• [Data for processing]

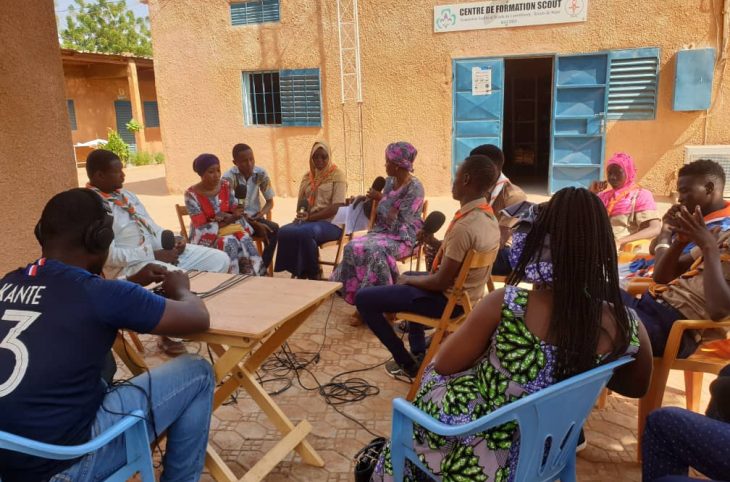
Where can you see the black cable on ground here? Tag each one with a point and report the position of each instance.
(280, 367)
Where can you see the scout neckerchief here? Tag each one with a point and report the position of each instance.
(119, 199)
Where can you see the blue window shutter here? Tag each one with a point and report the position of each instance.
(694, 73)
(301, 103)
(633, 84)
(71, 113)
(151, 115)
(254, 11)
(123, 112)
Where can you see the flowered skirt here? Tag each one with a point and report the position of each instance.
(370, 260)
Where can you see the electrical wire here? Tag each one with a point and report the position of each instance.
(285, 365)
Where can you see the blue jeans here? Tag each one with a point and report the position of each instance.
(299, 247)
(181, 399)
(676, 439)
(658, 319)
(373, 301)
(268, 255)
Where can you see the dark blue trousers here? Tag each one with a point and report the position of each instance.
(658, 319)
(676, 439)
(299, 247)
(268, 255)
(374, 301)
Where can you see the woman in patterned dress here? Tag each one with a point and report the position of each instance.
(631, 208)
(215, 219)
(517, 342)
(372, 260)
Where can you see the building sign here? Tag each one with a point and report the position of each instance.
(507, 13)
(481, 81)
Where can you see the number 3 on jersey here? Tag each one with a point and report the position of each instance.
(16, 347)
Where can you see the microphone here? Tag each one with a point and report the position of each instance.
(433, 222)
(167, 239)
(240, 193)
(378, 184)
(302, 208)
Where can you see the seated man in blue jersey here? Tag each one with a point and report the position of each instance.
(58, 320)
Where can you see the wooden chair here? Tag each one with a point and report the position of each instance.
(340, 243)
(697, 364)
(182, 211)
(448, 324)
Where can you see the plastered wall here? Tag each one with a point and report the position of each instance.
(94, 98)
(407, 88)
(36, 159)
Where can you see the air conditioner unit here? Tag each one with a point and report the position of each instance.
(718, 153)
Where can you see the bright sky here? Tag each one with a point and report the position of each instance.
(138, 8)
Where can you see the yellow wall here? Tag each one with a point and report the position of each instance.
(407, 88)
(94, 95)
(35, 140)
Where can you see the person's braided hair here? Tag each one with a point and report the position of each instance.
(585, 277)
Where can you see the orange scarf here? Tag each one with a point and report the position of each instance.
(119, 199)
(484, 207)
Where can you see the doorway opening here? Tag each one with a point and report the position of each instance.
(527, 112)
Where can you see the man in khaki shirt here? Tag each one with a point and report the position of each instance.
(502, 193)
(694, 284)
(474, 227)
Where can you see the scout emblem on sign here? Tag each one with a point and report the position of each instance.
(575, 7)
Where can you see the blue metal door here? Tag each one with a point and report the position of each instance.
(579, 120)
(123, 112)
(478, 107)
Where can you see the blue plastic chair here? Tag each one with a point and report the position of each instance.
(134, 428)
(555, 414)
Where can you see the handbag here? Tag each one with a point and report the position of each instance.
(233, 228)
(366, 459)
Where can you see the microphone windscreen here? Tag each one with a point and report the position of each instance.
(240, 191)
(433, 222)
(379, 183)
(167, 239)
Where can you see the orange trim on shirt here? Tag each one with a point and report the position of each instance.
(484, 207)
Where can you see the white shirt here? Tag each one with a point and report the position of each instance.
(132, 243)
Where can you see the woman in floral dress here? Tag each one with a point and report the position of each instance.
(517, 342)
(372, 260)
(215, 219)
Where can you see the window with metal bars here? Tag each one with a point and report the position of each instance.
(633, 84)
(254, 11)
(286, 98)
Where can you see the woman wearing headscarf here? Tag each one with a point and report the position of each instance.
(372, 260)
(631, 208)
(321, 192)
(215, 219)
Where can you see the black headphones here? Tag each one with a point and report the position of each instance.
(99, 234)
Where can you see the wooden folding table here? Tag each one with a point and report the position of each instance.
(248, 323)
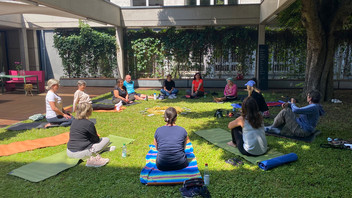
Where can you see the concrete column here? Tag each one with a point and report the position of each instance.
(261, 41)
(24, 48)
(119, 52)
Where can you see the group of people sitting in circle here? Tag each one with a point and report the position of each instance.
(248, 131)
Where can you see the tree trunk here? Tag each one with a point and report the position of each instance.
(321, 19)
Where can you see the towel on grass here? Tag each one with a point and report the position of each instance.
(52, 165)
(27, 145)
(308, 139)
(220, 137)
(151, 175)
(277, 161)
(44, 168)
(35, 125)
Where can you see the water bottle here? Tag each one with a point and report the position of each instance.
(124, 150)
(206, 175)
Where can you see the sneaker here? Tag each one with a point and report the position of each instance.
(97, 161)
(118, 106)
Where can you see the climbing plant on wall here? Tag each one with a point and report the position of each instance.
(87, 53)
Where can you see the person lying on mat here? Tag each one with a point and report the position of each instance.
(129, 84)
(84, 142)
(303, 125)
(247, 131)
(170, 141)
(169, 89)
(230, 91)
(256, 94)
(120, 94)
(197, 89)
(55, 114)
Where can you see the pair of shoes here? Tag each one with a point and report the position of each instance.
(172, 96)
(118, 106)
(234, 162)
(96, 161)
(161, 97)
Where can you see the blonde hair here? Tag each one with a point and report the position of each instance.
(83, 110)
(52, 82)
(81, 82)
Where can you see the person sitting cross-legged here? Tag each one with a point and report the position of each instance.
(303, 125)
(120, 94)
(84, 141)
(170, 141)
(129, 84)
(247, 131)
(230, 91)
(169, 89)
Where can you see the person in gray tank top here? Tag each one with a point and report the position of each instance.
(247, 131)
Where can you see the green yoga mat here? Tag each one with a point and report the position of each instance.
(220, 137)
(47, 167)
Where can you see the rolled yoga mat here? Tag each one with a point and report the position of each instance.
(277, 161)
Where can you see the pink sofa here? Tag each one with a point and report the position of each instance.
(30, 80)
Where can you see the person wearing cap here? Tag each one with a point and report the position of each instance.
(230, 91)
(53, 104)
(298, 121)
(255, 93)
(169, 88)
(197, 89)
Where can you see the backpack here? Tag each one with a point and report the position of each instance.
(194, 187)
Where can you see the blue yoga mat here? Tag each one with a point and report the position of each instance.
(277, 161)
* * *
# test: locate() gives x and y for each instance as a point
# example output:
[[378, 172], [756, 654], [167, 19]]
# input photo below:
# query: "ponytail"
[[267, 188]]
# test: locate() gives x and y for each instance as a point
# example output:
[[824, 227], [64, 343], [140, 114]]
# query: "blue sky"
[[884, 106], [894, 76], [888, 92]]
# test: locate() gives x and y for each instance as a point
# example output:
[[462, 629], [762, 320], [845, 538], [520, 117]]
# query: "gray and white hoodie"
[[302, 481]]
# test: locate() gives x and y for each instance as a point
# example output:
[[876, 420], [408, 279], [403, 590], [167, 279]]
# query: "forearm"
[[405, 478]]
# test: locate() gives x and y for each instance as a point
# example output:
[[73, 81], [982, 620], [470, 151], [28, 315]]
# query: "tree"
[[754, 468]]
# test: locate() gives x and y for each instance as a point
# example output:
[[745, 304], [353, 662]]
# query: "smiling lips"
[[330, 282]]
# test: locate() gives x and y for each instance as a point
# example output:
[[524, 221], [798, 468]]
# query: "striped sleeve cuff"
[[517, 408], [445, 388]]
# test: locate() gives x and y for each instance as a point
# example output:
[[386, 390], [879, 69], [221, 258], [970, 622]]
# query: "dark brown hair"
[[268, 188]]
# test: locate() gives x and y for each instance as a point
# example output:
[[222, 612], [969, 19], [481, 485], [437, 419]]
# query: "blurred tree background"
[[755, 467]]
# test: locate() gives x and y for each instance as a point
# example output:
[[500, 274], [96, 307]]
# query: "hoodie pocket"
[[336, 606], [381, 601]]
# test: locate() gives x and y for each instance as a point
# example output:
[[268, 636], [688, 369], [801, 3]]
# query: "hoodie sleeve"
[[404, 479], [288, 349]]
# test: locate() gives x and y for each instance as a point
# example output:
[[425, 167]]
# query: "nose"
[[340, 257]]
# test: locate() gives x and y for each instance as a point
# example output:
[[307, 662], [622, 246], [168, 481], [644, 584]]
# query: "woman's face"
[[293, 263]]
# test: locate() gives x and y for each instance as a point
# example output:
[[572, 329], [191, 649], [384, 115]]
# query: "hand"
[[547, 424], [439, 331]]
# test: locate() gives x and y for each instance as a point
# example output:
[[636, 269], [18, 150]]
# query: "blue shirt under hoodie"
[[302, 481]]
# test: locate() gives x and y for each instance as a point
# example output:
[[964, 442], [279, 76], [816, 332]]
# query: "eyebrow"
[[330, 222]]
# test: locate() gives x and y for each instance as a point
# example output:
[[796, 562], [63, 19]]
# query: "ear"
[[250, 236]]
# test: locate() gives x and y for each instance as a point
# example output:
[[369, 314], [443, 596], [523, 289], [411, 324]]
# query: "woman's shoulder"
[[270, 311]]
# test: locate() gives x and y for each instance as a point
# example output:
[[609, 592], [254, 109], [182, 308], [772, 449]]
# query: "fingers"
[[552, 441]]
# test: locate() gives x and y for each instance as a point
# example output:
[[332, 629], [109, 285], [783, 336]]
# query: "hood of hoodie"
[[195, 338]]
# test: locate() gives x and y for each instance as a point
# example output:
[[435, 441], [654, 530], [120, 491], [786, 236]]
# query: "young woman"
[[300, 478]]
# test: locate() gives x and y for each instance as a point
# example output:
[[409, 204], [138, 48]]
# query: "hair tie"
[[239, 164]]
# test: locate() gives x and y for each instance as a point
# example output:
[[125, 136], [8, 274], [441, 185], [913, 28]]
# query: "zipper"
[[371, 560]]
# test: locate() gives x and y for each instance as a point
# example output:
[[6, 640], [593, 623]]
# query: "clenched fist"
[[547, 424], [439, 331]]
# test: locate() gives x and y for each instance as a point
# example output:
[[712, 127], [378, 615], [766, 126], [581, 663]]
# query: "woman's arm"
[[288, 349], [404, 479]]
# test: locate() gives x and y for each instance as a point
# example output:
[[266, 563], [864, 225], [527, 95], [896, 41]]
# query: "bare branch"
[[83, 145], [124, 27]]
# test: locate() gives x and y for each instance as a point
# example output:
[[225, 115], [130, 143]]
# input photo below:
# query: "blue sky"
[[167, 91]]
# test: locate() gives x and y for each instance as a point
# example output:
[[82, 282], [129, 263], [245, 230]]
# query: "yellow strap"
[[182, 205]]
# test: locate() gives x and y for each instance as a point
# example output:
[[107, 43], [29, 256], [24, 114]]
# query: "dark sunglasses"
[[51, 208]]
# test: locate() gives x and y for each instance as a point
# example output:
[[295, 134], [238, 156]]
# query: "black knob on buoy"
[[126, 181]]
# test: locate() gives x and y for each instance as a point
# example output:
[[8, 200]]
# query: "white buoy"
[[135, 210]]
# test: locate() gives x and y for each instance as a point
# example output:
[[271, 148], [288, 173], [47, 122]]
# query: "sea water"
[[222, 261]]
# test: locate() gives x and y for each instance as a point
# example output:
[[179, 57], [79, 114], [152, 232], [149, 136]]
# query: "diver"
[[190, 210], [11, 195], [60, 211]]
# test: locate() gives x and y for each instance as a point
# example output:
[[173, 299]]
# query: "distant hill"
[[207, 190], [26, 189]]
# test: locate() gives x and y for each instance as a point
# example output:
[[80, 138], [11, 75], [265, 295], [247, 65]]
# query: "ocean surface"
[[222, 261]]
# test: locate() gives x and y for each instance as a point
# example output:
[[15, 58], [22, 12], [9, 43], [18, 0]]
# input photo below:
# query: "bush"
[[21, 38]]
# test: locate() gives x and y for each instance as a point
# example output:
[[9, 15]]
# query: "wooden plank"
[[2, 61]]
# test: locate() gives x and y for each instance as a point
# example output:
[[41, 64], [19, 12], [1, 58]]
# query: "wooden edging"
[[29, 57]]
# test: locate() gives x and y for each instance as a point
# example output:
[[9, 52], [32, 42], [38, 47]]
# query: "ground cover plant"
---
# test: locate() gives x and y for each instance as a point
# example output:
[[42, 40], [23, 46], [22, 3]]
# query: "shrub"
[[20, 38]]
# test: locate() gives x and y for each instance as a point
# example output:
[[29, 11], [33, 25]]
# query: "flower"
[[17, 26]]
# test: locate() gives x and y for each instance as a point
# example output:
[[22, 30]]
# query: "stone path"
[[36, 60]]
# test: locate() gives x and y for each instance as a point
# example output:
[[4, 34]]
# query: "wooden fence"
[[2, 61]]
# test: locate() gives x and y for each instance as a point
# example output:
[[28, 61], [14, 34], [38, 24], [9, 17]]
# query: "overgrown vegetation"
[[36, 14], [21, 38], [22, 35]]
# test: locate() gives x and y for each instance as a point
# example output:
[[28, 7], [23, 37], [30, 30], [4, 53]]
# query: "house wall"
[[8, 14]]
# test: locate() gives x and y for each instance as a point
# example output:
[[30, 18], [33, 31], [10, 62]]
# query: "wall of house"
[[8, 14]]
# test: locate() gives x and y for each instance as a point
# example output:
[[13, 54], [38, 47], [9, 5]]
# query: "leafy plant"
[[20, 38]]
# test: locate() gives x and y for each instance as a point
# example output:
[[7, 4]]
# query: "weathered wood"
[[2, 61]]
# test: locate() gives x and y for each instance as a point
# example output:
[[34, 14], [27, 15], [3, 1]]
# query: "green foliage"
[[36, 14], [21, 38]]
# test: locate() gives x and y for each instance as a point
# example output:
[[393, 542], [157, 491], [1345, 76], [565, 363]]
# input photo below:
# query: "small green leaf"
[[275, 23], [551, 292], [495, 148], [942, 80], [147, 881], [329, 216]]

• [Task to carry out] Within the listing above, the range opens at the line with "[[332, 629], [109, 285], [783, 336]]" and closes at the line with "[[6, 640], [593, 623]]". Reproduce exactly the lines of that range, including both ends.

• [Answer space]
[[332, 629], [109, 285], [783, 336]]
# query: "hood of hoodie"
[[195, 338]]
# test: locate() gives x and y for each instance as a point
# example output:
[[435, 441], [654, 530], [120, 491], [786, 236]]
# query: "young woman"
[[300, 478]]
# test: locate() gives x and y for each instance as a point
# example output:
[[409, 204], [138, 48]]
# query: "hair tie"
[[239, 164]]
# test: locate() gives x and y for each instance as a point
# example output:
[[125, 136], [8, 274], [441, 185], [913, 28]]
# query: "zipper"
[[371, 560]]
# test: locate() gives x and y for each instance as a point
# example output:
[[6, 640], [593, 623]]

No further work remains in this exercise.